* BEGIN *
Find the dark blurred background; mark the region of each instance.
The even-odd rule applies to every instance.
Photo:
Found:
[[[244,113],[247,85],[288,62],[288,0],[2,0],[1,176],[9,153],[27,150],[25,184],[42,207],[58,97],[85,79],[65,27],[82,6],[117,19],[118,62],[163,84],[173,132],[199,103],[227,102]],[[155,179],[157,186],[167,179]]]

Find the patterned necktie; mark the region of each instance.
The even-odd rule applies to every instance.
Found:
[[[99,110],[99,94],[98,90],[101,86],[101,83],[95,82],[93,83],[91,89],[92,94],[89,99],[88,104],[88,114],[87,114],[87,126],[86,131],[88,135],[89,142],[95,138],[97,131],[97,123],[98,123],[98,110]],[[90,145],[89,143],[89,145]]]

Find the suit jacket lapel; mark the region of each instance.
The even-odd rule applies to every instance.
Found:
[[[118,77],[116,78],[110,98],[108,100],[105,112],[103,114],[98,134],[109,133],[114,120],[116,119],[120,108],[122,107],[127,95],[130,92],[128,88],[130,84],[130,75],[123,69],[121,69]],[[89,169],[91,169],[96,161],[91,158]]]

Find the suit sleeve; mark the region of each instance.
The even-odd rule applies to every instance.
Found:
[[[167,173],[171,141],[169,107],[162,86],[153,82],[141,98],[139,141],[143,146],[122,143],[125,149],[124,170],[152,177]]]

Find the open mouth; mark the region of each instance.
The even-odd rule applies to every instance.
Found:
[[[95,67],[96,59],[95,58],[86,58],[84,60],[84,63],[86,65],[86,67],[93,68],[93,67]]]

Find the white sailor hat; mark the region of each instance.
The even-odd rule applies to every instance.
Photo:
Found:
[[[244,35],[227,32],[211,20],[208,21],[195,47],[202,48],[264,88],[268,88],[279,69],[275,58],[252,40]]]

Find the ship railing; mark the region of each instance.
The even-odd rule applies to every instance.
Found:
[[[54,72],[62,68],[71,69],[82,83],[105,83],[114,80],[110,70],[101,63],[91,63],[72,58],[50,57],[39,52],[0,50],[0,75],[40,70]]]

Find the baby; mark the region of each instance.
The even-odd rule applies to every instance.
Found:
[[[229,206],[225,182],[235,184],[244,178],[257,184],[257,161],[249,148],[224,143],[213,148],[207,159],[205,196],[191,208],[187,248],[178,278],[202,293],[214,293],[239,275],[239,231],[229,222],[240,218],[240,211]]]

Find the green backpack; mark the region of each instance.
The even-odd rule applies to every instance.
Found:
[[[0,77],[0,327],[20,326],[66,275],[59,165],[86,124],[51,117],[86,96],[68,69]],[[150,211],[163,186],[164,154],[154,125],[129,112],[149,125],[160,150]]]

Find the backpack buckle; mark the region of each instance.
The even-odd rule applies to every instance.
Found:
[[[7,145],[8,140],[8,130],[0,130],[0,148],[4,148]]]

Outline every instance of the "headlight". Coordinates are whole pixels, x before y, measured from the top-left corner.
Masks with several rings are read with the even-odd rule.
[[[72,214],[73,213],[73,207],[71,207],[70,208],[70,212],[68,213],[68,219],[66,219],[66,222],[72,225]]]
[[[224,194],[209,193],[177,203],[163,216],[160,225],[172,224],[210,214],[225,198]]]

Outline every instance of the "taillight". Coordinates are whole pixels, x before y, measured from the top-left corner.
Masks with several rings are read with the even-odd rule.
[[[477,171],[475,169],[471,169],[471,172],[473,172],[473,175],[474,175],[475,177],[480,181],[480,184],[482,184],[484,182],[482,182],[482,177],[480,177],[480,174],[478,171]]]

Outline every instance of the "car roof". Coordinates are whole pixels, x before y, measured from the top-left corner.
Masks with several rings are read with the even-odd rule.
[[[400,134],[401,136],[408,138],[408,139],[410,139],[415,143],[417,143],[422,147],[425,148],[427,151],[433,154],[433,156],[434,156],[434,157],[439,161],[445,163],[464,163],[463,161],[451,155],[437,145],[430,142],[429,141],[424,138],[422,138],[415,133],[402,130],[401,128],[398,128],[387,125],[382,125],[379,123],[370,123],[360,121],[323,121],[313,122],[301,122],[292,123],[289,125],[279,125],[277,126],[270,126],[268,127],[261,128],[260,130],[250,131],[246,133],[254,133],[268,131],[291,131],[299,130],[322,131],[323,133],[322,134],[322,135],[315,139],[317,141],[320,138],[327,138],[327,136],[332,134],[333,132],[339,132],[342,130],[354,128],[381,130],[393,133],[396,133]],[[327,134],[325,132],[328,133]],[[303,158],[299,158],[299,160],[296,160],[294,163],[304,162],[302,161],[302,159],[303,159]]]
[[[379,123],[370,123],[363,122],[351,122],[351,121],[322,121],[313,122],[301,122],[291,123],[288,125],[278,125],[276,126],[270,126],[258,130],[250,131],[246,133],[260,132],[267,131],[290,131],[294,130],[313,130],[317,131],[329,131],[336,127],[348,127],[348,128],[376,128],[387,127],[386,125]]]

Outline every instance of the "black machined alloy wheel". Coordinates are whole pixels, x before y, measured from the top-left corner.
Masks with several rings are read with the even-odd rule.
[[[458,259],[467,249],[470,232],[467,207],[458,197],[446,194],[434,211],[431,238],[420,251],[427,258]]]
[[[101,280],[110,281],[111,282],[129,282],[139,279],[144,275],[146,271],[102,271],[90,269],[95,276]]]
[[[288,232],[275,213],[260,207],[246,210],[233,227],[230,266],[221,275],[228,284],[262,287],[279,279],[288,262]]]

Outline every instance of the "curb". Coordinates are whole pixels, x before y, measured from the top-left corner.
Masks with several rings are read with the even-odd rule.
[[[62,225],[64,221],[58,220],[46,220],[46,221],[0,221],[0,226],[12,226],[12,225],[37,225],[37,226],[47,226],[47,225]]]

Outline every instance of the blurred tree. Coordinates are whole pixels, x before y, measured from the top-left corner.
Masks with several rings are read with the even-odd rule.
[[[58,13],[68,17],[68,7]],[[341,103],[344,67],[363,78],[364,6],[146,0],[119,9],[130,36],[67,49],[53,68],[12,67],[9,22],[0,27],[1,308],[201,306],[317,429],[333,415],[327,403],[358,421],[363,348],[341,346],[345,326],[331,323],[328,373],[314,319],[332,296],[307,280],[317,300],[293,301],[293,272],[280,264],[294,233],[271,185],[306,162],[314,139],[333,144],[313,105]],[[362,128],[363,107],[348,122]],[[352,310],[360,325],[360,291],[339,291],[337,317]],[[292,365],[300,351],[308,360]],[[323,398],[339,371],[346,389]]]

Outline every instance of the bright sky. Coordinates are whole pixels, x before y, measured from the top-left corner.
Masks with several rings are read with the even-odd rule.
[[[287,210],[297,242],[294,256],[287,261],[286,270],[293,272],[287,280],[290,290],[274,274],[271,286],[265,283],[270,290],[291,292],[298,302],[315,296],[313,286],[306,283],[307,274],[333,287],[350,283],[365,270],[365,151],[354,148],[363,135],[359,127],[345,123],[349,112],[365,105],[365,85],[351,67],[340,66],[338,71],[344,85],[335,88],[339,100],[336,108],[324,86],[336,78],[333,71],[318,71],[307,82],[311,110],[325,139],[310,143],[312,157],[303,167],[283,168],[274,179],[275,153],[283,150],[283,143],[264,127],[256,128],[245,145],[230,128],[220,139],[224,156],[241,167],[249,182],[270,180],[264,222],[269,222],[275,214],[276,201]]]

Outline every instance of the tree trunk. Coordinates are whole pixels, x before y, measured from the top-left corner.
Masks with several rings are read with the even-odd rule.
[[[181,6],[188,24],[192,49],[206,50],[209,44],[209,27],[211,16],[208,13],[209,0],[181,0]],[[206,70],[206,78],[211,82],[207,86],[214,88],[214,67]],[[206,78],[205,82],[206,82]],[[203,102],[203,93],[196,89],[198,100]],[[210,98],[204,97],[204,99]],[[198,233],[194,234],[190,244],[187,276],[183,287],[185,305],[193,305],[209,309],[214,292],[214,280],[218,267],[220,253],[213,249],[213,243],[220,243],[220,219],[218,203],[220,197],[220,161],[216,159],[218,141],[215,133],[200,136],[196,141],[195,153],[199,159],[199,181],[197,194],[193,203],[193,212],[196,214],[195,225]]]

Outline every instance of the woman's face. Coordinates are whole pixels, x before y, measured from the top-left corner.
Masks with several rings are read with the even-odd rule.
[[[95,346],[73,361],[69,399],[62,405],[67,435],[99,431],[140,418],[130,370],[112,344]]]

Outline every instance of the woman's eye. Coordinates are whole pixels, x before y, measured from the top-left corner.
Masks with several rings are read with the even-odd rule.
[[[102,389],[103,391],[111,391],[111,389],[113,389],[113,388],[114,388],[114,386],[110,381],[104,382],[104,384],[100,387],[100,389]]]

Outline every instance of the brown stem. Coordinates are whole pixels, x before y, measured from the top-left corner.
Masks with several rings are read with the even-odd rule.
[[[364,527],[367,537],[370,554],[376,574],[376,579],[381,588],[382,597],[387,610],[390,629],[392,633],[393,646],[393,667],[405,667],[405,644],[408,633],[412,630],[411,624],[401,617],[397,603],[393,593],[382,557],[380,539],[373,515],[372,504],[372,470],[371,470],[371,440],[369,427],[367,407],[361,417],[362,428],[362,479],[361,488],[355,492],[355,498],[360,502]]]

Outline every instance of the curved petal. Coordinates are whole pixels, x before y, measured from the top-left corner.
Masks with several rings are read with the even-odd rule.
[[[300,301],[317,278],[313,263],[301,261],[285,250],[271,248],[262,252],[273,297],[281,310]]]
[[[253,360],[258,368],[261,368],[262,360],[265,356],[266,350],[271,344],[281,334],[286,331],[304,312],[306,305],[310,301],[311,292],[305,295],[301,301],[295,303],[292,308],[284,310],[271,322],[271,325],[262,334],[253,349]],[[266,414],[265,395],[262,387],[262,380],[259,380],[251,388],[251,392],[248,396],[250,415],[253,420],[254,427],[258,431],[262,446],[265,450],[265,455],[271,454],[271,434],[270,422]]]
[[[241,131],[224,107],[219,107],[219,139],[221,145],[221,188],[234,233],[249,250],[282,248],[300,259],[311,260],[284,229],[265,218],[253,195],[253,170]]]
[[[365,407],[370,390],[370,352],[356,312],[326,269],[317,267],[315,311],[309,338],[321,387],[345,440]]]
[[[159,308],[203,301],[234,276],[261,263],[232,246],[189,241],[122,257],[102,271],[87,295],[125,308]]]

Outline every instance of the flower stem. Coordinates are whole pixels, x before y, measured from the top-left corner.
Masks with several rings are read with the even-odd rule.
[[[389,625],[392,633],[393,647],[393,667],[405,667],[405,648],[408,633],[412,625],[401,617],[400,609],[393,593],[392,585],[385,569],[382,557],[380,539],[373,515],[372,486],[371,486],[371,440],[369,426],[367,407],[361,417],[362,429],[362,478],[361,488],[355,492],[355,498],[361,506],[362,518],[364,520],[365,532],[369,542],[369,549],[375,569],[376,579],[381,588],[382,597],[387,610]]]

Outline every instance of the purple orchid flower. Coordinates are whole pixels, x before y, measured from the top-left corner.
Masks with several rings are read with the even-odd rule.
* END *
(DIRECTION):
Please gather every line of the entries above that contains the word "mark", with uppercase and lowercase counted as different.

(COMPLETE ANSWER):
Find the dark blurred background; mark the region of each instance.
Find the patterned necktie; mark the region of each instance.
Find the suit jacket lapel; mark the region of each instance.
Find the suit sleeve; mark the region of each instance.
Find the open mouth; mark the region of each instance.
Find the white sailor hat; mark the region of each instance.
Find the ship railing; mark the region of each instance.
Find the baby; mark the region of each instance.
Find the green backpack; mark the region of each instance.
Find the backpack buckle; mark the region of each instance.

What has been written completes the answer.